-------- EXCERPTED DATA
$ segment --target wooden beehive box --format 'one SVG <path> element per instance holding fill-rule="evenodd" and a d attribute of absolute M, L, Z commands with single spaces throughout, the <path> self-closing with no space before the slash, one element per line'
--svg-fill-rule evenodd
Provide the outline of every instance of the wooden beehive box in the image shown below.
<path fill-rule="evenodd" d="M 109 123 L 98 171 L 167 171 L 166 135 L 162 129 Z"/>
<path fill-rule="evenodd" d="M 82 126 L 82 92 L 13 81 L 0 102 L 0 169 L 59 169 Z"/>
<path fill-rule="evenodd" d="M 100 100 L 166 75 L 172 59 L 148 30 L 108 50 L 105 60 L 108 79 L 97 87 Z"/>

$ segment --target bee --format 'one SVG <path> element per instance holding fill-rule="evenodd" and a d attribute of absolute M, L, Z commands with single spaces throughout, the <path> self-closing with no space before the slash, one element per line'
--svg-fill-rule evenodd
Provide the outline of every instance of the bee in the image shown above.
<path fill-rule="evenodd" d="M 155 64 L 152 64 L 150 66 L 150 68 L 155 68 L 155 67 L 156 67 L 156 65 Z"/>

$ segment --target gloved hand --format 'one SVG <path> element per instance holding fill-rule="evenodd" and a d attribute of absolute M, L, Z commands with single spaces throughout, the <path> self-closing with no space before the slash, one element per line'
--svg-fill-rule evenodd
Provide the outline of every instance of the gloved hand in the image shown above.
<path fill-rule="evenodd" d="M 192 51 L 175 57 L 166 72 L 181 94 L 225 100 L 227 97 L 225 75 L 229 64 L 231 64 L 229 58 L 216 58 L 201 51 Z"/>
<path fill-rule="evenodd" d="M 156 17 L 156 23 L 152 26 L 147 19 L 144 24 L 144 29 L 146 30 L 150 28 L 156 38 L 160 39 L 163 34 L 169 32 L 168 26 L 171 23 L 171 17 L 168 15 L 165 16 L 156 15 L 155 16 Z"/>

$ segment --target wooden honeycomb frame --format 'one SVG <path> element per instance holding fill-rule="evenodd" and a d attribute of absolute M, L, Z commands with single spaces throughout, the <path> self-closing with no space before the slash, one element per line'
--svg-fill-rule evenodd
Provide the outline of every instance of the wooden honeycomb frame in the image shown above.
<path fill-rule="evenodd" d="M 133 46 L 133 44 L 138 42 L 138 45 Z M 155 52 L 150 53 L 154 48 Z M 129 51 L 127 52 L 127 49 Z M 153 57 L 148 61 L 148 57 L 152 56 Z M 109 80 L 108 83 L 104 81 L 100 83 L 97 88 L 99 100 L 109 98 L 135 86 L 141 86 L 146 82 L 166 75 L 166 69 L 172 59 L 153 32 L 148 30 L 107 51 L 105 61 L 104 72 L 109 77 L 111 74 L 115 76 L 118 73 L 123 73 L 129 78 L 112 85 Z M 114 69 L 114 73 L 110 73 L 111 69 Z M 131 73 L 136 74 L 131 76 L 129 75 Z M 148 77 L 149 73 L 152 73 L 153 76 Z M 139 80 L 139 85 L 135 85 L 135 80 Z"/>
----------------
== PROBLEM REQUIREMENTS ==
Count the lines in the entries above that contain the string "beehive". Give only the number.

== RESPONSE ==
2